## THE PROBLEM
Starting with the first line of the records and going on through the line with "[102,226,147,263]", render those lines as a numbered list, skipping blank lines and leaving out the pictures.

(Dataset rows)
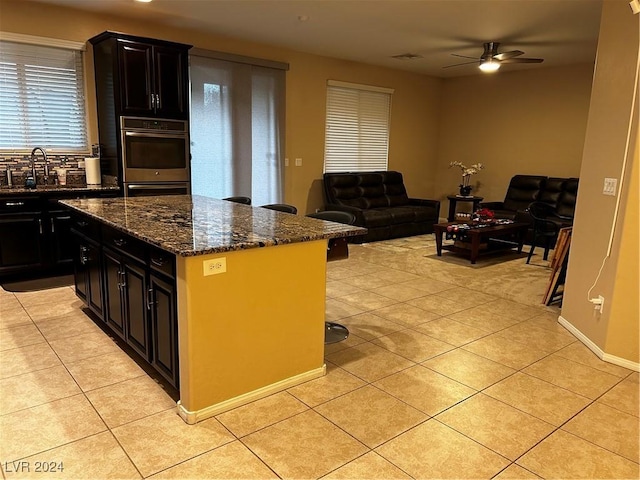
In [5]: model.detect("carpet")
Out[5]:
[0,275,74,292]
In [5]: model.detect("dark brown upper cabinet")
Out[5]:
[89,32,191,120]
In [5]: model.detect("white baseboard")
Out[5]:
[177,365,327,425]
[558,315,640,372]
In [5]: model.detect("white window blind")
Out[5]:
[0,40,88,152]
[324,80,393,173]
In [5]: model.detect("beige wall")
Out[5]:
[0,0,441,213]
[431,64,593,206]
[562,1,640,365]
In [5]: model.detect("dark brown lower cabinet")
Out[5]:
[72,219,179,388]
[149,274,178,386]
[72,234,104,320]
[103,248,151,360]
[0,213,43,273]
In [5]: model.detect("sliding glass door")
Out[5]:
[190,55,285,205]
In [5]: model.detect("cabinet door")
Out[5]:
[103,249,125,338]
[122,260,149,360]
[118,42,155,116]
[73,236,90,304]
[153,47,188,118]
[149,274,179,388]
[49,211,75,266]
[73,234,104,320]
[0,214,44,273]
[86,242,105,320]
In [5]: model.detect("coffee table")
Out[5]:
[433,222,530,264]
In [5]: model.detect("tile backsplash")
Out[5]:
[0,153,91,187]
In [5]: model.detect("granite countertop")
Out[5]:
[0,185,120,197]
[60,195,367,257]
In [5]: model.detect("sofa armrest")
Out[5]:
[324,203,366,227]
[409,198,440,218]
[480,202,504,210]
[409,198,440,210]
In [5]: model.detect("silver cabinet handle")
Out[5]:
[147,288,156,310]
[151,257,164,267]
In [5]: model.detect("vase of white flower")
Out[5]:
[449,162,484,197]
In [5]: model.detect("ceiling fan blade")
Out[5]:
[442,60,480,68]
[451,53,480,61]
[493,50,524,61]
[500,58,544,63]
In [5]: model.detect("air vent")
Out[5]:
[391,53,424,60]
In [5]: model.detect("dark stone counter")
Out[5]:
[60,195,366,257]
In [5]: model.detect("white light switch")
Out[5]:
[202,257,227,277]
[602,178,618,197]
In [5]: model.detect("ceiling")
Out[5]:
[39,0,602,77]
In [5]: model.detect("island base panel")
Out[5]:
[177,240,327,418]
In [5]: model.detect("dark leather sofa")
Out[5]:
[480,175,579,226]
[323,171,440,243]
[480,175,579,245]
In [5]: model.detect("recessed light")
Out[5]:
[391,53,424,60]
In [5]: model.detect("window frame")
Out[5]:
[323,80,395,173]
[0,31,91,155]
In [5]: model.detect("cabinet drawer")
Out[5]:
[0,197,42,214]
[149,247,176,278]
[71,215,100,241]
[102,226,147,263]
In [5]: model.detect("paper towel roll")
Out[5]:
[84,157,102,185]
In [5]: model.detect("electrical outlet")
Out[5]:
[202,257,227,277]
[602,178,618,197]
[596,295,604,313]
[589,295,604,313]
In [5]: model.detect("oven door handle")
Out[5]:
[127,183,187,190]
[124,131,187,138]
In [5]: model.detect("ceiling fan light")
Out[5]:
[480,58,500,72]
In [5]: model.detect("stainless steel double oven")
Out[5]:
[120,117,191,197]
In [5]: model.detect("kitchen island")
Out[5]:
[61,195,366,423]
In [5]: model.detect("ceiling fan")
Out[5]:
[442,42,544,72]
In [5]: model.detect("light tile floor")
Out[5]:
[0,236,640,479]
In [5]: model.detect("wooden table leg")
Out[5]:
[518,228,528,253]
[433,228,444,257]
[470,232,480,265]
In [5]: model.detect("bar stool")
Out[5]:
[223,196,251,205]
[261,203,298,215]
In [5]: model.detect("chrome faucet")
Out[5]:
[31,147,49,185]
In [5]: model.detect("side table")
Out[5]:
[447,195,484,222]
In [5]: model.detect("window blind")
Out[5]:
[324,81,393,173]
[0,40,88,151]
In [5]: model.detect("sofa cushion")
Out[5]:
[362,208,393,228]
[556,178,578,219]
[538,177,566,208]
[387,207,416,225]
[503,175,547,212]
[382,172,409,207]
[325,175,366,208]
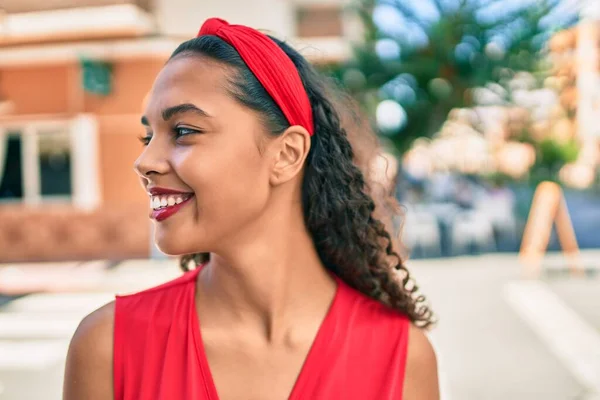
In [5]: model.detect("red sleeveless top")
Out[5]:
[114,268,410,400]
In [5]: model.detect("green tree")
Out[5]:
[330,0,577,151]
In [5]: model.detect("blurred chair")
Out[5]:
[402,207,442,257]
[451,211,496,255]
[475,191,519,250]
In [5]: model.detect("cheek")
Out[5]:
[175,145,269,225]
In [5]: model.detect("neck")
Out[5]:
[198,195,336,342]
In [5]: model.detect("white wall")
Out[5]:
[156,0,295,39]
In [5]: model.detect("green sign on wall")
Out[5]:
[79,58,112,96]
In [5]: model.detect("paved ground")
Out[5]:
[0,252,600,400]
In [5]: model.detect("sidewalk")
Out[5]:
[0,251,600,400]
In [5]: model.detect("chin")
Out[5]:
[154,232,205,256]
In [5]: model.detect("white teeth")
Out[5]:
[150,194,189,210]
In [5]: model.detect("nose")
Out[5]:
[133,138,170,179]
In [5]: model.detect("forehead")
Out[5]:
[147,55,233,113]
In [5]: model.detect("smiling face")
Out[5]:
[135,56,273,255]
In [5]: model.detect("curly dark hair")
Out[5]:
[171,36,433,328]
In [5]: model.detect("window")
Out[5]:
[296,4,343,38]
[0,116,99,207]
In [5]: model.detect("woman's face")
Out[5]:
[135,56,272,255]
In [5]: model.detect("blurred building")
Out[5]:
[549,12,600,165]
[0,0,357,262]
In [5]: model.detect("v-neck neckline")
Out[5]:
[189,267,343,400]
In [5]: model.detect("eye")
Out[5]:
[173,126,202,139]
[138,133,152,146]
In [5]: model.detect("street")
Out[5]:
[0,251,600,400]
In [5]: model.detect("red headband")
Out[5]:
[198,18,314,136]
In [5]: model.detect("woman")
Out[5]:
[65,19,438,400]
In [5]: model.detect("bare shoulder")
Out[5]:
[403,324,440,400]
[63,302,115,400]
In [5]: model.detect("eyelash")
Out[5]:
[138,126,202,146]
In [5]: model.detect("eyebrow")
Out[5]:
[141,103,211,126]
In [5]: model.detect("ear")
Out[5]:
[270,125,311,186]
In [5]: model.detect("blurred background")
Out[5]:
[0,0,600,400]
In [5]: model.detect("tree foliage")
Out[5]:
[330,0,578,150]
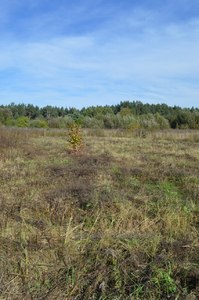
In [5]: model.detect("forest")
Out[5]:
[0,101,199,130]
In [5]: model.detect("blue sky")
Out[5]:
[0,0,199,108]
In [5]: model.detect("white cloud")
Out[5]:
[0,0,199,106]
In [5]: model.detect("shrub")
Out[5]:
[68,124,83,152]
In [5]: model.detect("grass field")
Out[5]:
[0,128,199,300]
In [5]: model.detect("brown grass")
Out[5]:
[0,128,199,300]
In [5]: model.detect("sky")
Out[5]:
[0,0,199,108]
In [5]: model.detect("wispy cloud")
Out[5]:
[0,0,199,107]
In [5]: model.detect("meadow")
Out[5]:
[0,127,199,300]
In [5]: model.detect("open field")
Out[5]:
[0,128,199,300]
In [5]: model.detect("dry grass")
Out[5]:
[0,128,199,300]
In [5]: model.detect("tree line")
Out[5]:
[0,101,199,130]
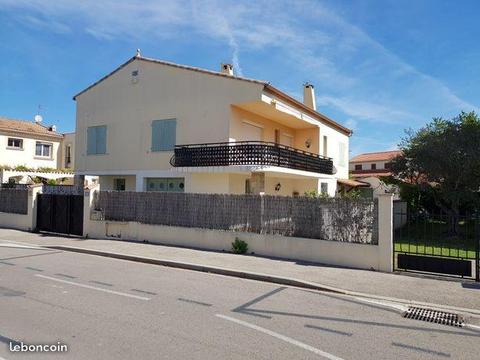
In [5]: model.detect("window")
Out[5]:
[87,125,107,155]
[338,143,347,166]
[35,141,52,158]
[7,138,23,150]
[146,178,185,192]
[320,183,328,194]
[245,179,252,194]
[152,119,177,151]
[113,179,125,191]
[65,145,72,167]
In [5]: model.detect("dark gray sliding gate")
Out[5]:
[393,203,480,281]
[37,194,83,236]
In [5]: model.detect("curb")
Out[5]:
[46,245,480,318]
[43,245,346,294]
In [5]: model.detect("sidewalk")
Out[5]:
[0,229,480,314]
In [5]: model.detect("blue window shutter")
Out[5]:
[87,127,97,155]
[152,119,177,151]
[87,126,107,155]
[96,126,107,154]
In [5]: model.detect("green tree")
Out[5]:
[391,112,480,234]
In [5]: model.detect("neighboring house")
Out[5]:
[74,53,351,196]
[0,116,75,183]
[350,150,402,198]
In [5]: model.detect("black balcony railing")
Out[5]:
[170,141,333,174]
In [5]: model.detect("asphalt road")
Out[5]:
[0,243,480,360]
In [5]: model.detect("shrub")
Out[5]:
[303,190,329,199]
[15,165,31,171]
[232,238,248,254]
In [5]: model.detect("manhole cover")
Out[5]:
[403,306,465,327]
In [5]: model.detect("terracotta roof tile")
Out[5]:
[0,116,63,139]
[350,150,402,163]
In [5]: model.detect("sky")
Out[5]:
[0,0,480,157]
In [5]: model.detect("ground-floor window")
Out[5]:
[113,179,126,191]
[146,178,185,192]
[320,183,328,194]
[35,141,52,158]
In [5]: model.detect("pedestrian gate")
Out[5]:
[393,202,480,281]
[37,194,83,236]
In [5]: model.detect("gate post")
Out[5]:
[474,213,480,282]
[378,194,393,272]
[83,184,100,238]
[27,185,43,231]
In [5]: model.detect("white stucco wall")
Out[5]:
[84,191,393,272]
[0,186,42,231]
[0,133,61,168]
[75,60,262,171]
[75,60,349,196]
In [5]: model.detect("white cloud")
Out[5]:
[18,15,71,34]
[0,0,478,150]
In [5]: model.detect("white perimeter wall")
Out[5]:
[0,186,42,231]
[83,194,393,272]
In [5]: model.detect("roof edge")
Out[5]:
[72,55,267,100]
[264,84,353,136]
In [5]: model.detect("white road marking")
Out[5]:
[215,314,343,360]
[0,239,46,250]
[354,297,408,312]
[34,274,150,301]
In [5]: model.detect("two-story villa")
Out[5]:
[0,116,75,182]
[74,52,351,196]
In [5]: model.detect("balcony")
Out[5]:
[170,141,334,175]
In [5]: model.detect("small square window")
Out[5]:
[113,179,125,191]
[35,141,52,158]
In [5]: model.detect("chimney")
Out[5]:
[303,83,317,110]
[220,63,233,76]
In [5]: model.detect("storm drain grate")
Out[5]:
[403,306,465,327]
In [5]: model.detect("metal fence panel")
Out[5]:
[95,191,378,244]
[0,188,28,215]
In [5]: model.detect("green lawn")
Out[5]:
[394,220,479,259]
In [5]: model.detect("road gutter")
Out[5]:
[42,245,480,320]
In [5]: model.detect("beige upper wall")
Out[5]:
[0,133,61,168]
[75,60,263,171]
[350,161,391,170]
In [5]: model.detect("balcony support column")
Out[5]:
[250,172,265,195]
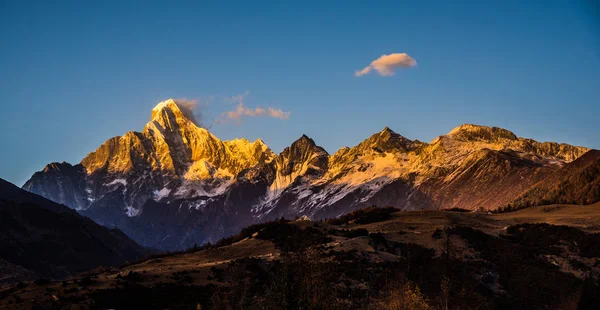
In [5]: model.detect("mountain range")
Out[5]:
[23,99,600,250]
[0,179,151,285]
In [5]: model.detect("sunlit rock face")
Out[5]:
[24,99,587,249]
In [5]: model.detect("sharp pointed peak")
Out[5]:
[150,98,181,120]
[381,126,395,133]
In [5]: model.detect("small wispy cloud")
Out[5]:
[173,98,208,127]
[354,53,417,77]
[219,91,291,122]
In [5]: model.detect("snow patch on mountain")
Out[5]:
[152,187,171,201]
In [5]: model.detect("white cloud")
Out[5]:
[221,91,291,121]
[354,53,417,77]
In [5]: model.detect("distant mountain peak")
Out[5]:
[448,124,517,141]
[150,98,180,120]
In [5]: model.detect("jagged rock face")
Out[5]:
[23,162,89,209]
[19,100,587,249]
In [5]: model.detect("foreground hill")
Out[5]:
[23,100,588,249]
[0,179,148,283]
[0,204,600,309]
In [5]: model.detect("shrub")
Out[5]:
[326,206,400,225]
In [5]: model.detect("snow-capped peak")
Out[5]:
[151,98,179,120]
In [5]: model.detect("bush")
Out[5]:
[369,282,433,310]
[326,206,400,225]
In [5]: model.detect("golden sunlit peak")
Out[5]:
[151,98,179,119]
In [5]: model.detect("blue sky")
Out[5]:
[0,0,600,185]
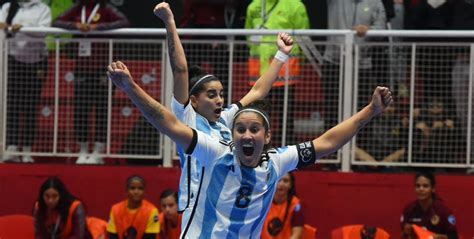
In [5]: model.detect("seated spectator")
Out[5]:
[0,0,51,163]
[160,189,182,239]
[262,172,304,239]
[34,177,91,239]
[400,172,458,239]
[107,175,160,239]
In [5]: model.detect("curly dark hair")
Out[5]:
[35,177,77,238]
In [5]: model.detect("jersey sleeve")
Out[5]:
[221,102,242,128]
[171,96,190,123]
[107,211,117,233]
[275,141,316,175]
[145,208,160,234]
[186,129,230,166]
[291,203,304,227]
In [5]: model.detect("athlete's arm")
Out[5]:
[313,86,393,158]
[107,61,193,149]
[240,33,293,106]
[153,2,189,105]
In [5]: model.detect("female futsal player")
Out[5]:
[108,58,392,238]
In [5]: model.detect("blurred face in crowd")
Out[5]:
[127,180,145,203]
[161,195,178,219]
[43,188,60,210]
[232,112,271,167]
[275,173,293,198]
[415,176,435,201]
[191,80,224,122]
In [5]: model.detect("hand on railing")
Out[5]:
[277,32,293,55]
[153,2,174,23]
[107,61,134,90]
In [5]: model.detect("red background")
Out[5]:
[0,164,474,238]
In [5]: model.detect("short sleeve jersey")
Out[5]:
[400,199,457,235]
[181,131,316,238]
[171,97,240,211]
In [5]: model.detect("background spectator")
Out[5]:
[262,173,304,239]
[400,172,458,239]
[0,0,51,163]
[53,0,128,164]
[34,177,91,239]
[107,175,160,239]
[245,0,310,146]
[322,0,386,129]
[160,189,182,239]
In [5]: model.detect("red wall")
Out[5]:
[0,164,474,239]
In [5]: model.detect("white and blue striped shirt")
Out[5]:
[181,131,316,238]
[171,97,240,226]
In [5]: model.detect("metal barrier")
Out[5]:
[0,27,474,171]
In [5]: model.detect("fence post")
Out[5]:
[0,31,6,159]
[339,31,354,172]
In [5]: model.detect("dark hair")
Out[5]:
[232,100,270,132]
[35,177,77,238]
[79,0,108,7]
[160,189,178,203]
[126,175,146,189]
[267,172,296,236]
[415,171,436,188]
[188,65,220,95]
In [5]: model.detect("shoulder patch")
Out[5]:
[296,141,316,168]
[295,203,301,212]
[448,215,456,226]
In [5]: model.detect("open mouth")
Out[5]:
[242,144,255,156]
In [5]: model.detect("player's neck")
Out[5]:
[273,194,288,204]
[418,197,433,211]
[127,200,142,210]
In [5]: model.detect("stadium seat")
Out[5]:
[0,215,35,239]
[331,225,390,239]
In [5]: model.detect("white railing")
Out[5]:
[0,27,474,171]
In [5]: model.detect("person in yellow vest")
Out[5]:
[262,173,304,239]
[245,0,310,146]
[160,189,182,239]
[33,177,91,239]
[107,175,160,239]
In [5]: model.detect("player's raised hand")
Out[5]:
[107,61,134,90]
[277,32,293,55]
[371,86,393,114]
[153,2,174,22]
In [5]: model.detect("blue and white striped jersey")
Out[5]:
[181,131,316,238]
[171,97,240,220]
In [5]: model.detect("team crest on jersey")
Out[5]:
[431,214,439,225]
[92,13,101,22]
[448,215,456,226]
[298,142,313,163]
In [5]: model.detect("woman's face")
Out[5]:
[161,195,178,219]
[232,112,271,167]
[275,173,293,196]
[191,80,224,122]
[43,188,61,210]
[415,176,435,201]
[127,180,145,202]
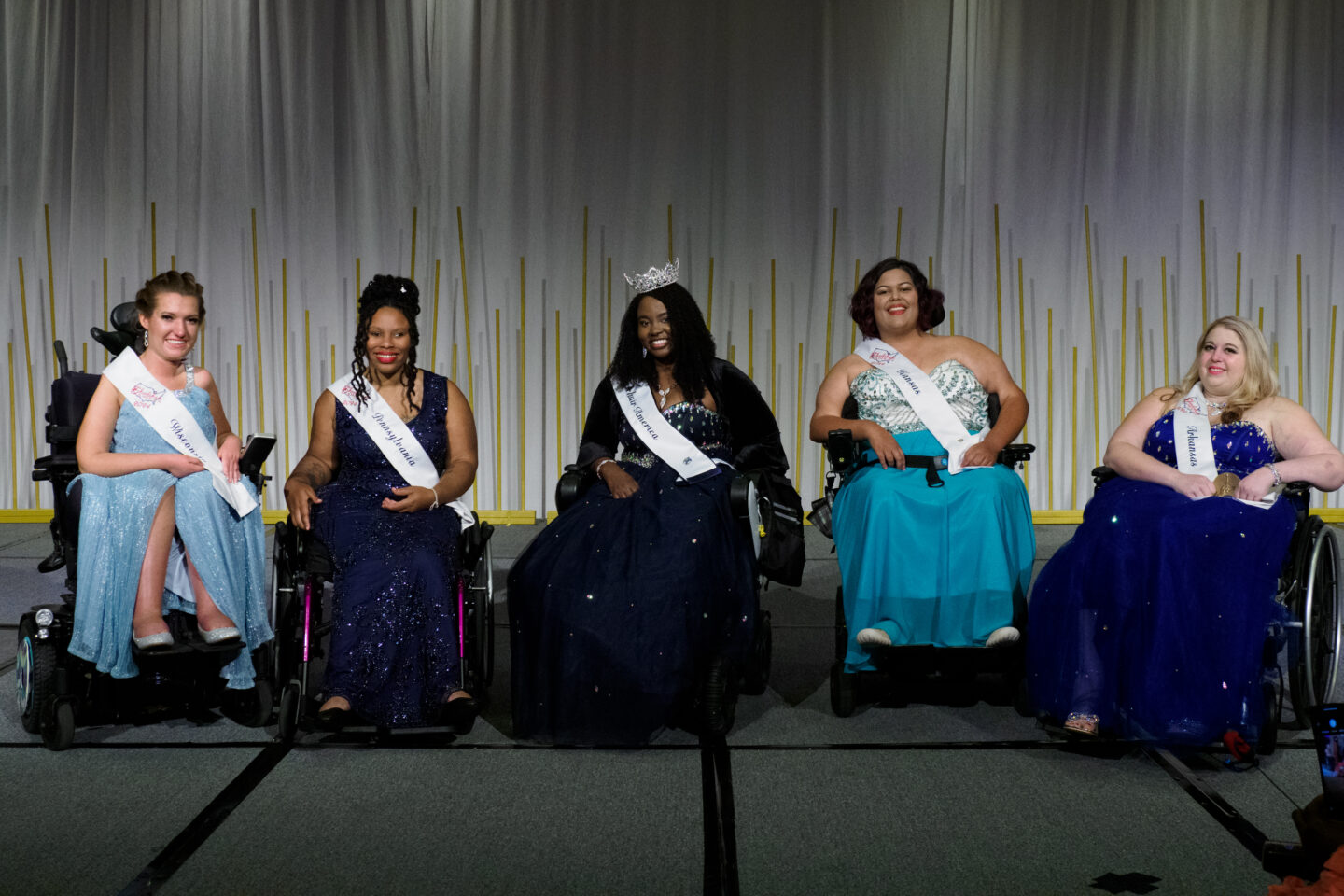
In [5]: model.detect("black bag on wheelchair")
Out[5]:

## TASK SOLUTION
1. In [5]: model.detect("carpet")
2. Out[5]:
3. [0,275,74,292]
4. In [5]: model.detect("dark brown upper cabinet")
5. Out[5]:
6. [89,32,191,120]
7. In [5]: model.detect("white baseboard")
8. Out[5]:
9. [177,365,327,425]
10. [558,315,640,372]
11. In [5]: model.detect("white window blind")
12. Out[5]:
13. [0,40,88,152]
14. [324,80,393,173]
15. In [5]: model.detect("beige wall")
16. Out[5]:
17. [0,0,441,213]
18. [431,64,593,206]
19. [562,1,640,365]
20. In [5]: model.detect("dark brown lower cabinet")
21. Out[5]:
22. [72,219,179,388]
23. [149,274,178,386]
24. [72,234,104,320]
25. [103,248,151,360]
26. [0,213,43,273]
27. In [5]: model.detect("sliding glass door")
28. Out[5]:
29. [190,55,285,205]
30. In [5]: model.detect("cabinet door")
31. Out[5]:
32. [103,249,125,338]
33. [122,260,149,360]
34. [118,42,155,116]
35. [73,236,90,304]
36. [153,47,188,118]
37. [149,274,179,388]
38. [49,211,75,266]
39. [73,234,104,320]
40. [0,214,44,273]
41. [86,242,105,320]
42. In [5]: model.detect("coffee table")
43. Out[5]:
44. [433,222,530,264]
45. In [5]: model.detect("tile backsplash")
46. Out[5]:
47. [0,153,91,187]
48. In [5]: model.detect("granite countertop")
49. Out[5]:
50. [0,185,120,197]
51. [60,195,367,257]
52. In [5]: model.detect("sofa armrest")
53. Out[5]:
54. [324,203,366,227]
55. [409,198,440,218]
56. [480,202,504,210]
57. [409,198,440,210]
58. In [5]: model.detect("silver cabinet handle")
59. Out[5]:
60. [147,288,156,310]
61. [151,257,164,267]
62. In [5]: model.detect("vase of white flower")
63. Out[5]:
64. [449,162,484,197]
65. In [5]: model.detect("ceiling fan blade")
66. Out[5]:
67. [442,60,480,68]
68. [451,53,480,61]
69. [493,50,524,61]
70. [500,58,544,63]
71. In [5]: model.detect("air vent")
72. Out[5]:
73. [391,53,424,60]
74. In [5]: model.detect("dark stone counter")
75. Out[5]:
76. [60,195,366,257]
77. In [5]: model.detect("white light switch")
78. Out[5]:
79. [202,257,227,277]
80. [602,178,618,197]
81. In [5]: model.detect("ceiling")
82. Out[5]:
83. [39,0,602,77]
84. In [5]: model.detect("island base panel")
85. Out[5]:
86. [177,240,327,418]
87. In [5]: model.detect("dark leather sofa")
88. Out[5]:
89. [480,175,579,226]
90. [323,171,440,243]
91. [480,175,579,245]
92. In [5]: model.detect("recessed light")
93. Out[5]:
94. [391,53,424,60]
95. In [5]: model.detect("window frame")
96. Out[5]:
97. [323,80,395,173]
98. [0,31,91,155]
99. In [5]: model.detect("cabinet drawer")
100. Out[5]:
101. [0,197,42,214]
102. [149,247,176,278]
103. [71,215,100,241]
104. [102,226,147,263]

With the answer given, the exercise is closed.